- **TO DO**
Once the pictures are removed, reproduce what is left of the data below exactly.

- **GIVEN INFORMATION**
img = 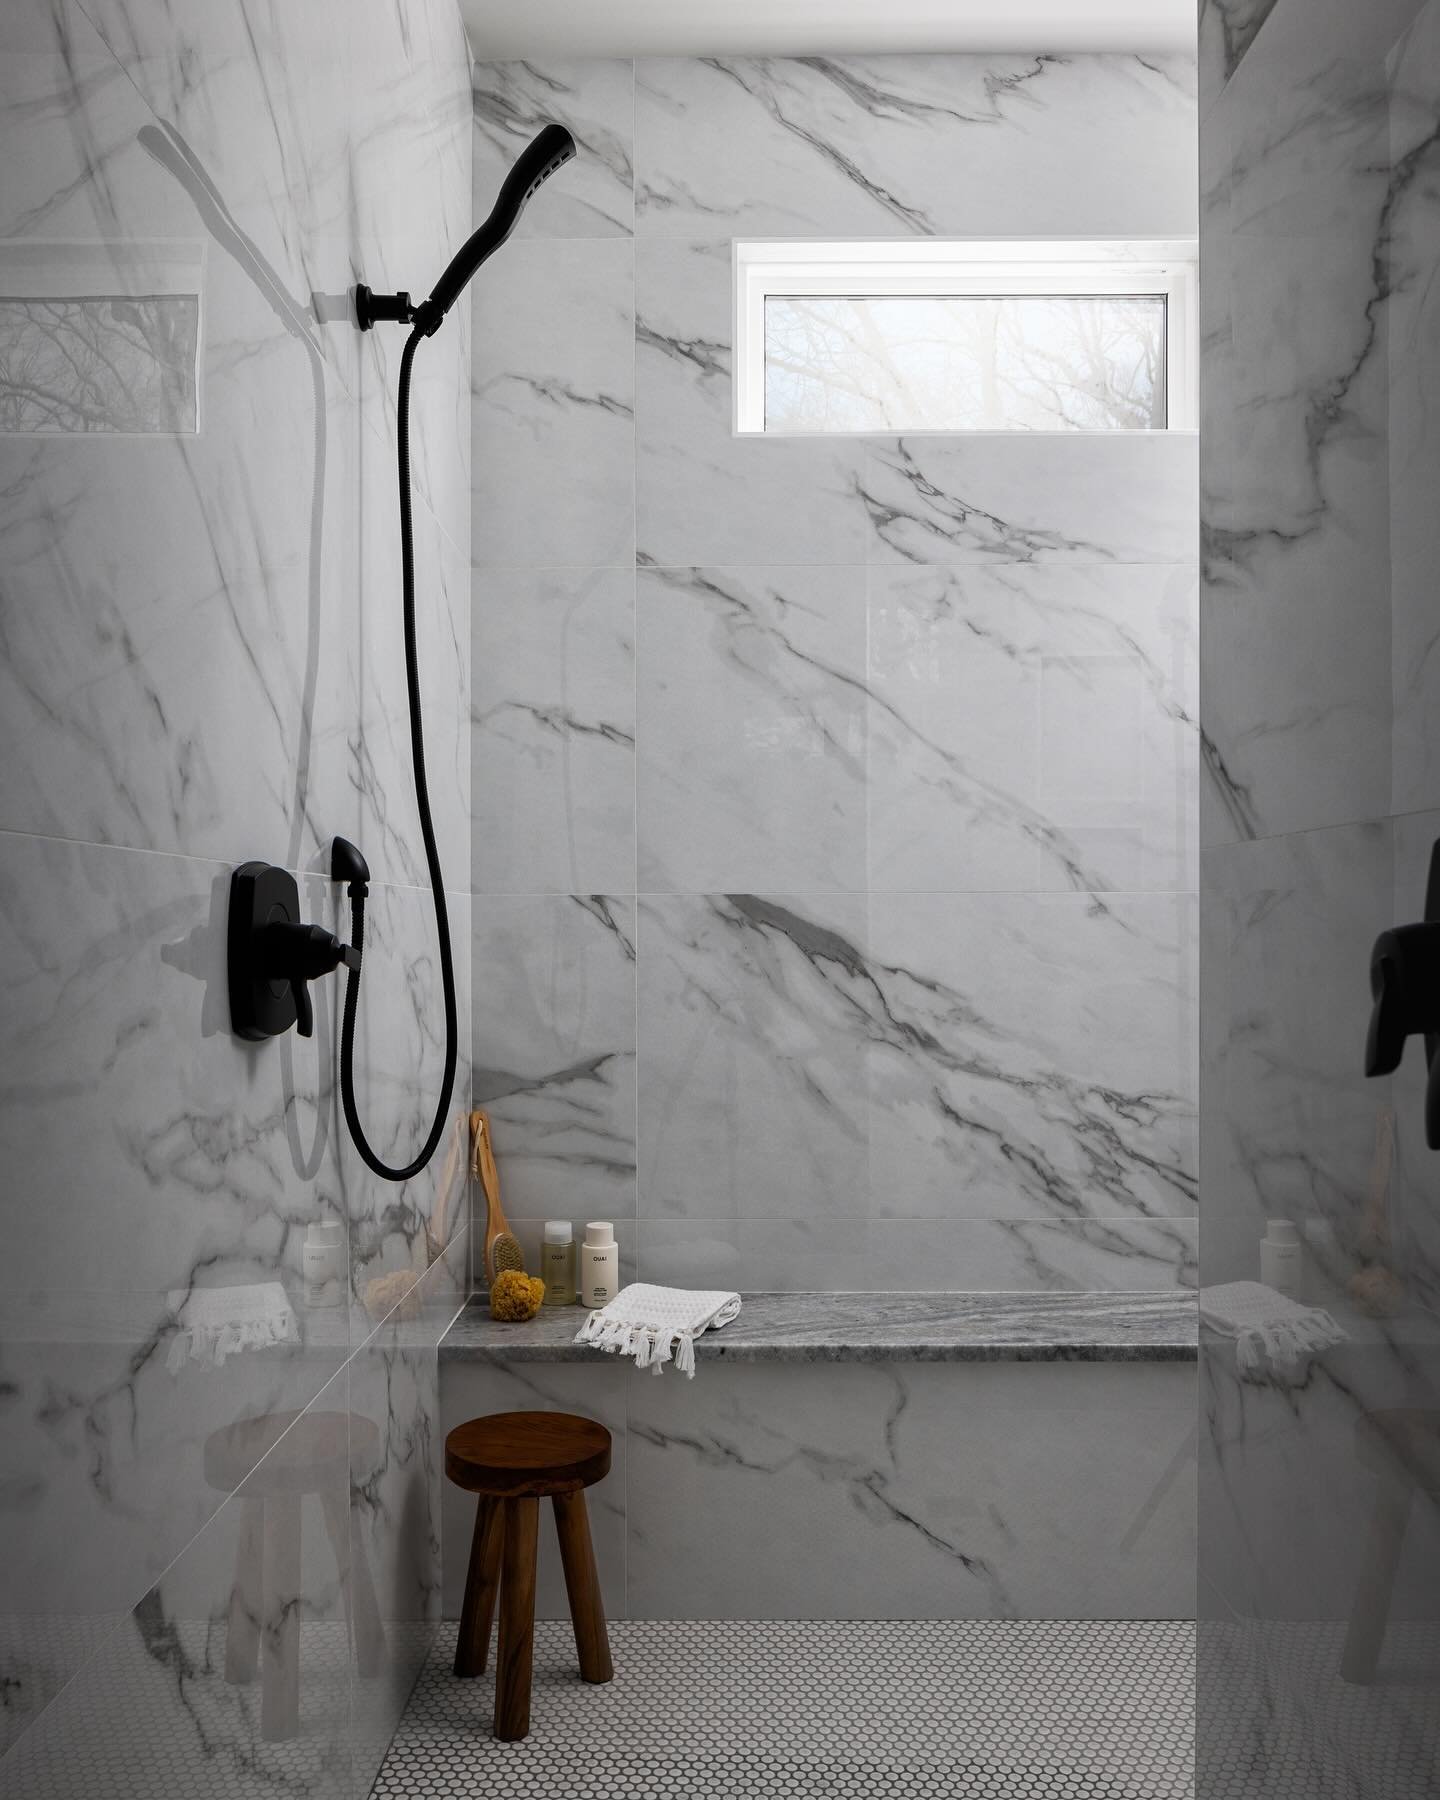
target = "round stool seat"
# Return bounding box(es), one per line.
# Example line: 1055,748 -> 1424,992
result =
445,1409 -> 611,1498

- **ANSWER AREA**
img = 
target = "round stool seat"
# Return bounding box(es), one per line.
# Example line: 1055,748 -> 1424,992
result =
445,1409 -> 611,1498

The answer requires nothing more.